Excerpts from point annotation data
--- Begin ---
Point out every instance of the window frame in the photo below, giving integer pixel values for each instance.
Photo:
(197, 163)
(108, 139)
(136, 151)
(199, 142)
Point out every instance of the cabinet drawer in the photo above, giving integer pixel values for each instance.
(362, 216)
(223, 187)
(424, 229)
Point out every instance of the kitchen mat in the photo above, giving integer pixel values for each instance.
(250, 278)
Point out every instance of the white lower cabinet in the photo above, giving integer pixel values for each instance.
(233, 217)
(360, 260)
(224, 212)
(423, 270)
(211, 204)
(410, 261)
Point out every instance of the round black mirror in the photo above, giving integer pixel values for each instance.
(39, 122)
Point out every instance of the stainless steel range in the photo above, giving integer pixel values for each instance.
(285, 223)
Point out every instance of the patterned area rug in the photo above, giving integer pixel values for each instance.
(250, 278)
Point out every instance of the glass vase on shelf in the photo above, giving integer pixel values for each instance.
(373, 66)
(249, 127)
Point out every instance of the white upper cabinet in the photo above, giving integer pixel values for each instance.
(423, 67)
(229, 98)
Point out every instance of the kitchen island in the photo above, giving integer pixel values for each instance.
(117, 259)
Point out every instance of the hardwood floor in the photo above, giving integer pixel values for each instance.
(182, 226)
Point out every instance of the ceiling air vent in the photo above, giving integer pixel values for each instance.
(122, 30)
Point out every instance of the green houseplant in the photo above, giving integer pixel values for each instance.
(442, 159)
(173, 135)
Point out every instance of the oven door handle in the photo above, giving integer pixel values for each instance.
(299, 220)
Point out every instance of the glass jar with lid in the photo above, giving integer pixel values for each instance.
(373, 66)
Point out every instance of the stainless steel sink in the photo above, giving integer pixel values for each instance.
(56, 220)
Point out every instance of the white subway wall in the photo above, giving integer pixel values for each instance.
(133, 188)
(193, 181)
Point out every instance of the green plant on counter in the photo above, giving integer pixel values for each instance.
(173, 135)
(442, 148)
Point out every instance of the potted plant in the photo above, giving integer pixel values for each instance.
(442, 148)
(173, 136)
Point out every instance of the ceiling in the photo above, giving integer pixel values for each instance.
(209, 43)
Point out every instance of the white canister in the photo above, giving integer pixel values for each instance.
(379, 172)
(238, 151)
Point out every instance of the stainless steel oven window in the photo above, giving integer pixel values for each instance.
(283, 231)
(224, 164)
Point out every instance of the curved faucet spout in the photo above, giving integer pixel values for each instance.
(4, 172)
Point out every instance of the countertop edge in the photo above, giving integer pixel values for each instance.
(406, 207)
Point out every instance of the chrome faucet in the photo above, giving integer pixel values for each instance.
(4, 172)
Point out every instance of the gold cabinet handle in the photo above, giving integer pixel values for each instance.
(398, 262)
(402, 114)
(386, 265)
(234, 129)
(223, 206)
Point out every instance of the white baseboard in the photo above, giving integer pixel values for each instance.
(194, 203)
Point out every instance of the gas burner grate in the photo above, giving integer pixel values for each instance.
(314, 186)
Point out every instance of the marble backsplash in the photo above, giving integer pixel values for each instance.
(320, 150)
--- End ---
## [DIRECTIONS]
Output each record precisely as given.

## [SOLVED PROBLEM]
Point out every instance of the window frame in the photo below, giving integer pixel values for each instance.
Photo:
(197, 163)
(108, 139)
(136, 151)
(199, 142)
Point out every instance of the cabinet drawer in the photo above, giving integer pixel values for each instance.
(362, 216)
(223, 187)
(424, 229)
Point out every instance of the kitchen mat in the photo above, giving integer pixel values for each instance.
(250, 278)
Point out every instance of the white lower cabinet in the photo above, giving integer pixel values for each instance.
(233, 217)
(360, 260)
(224, 212)
(423, 270)
(211, 204)
(410, 261)
Point out every instance of the round black mirror in the photo above, giving integer pixel values for each instance.
(39, 122)
Point out every instance of the stainless steel range in the photo above, giving integer pixel values for each instance.
(285, 223)
Point out every instance of the patterned area rug in the photo above, giving integer pixel values for each instance.
(250, 278)
Point out every instance of the glass vase on shelf in the photo above, giving integer pixel values for each instance.
(373, 66)
(249, 127)
Point out every instance of the white upper cabinet in the photo above, giving integer pixel values for each instance.
(423, 67)
(229, 98)
Point out every instance of the kitchen island in the photo above, giving integer pixel values for each instance.
(117, 259)
Point out every instance of the hardwood floor in the photo above, giving integer pixel values for each instance.
(182, 226)
Point out every instance of the ceiling air vent in the photo above, giving integer pixel values for each instance.
(122, 30)
Point out every instance of the green houseplant in the photo above, giving integer pixel values for each instance.
(442, 159)
(173, 135)
Point out every instance of the oven door handle in the photo above, giving integer pixel values for each instance.
(299, 220)
Point out every instance of the glass jar with lid in the photo above, giving integer pixel values for each instance.
(373, 66)
Point out every instance of the stainless steel sink in the photo above, giving integer pixel values for each instance.
(56, 220)
Point out every instance of the white subway wall in the photo above, giving integer pixel values for each instance.
(133, 188)
(193, 181)
Point out every instance of the green plant on counter in the photo above, giving integer pixel values for each instance.
(173, 135)
(442, 148)
Point out every instance of the potted plant in the photo above, giving integer pixel values for each instance.
(442, 148)
(173, 136)
Point out every instance of the ceiling in the photo above, giving integer pixel values for each instance.
(209, 43)
Point out every instance of the white canister in the photo above, giving integer pixel values for each instance.
(379, 172)
(238, 151)
Point out every instance of the stainless steel oven window in the photo above, giving integer pixel values for each instance.
(283, 231)
(224, 164)
Point out every instance of the curved faucet spout in the photo above, giving integer pixel values for each instance.
(4, 172)
Point out every instance of the countertop edge in the photo above, giving integer pixel values for each instance.
(406, 207)
Point out every instance of the chrome faucet in the photo above, giving integer pixel values for each instance.
(4, 172)
Point out every instance of the gold cabinet handle in the photo above, giving integer pixel values for each instance.
(398, 262)
(402, 114)
(386, 265)
(234, 129)
(223, 206)
Point out every instance of the white baseboard in the photo above, giving integer pixel values for each instance.
(194, 203)
Point out every instance of the gas burner grate in the photo above, giving integer pixel values for each instance.
(314, 186)
Point out every instance of the marble backsplash in the photo above, giving integer pixel values for each instance.
(320, 150)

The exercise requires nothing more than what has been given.